→ Data provided

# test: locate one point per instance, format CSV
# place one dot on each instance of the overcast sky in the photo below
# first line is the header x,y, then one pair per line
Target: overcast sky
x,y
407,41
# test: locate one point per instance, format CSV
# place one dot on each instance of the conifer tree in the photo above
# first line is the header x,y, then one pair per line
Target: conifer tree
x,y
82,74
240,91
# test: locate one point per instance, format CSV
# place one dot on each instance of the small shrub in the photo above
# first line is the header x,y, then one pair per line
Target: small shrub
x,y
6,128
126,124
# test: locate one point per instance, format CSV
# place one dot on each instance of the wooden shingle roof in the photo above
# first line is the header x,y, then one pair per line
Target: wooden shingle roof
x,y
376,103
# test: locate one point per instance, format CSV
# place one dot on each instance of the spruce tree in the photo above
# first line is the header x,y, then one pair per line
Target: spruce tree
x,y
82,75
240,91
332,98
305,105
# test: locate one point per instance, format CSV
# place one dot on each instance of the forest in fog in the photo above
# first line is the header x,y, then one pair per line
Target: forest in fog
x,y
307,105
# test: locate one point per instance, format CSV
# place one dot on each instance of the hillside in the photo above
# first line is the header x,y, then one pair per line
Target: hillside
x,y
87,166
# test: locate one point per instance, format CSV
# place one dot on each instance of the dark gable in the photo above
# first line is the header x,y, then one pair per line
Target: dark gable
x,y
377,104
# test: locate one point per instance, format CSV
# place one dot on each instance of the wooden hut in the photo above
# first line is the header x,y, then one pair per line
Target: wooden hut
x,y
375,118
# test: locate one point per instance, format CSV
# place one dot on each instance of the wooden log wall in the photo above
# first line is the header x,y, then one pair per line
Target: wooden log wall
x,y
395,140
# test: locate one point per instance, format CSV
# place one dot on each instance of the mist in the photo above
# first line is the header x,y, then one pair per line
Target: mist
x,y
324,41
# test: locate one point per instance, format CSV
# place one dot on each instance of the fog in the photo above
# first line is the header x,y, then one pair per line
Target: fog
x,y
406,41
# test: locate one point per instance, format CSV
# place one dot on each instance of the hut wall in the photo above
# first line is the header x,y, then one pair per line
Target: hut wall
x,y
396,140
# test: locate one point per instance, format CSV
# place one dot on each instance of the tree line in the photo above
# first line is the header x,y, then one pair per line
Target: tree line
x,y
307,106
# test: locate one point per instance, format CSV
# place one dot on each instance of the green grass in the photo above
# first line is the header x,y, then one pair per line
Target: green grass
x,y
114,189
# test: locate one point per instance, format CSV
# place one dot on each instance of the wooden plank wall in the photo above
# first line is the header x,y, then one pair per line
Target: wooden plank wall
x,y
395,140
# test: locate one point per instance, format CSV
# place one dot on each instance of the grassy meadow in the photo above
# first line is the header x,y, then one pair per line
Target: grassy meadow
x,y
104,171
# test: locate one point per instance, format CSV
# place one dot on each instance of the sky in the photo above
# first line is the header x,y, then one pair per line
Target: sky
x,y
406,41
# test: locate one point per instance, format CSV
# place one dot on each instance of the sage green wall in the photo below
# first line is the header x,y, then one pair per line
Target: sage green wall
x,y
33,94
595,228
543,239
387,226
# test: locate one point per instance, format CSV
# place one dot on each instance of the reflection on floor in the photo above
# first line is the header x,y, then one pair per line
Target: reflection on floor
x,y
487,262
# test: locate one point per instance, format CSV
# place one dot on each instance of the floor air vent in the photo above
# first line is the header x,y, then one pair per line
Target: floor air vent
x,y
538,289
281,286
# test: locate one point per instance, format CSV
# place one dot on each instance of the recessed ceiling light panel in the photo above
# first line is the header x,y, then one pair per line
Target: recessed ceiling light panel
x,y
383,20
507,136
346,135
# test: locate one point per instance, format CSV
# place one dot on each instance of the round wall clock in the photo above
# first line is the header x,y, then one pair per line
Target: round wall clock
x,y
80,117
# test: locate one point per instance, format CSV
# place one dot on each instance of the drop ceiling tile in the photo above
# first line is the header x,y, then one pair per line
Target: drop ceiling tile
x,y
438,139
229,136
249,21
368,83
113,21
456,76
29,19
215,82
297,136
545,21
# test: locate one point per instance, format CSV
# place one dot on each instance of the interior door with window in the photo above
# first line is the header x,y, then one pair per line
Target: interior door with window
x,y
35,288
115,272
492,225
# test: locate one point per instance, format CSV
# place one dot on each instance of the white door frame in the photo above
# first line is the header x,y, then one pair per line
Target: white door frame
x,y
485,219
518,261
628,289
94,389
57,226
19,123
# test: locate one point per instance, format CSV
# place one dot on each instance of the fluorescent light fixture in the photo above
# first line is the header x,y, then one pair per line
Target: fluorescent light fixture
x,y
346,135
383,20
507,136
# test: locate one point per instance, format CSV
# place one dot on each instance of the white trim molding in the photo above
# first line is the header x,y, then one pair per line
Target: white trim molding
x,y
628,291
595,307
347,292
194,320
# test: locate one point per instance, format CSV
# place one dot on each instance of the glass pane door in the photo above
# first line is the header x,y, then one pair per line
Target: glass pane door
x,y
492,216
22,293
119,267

→ Problem statement
For each line of the data that includes the word "below", return a copy of it.

→ Expected answer
# place one dot on each instance of the overcast sky in the photo below
# place one dot on each instance of the sage green wall in the photo below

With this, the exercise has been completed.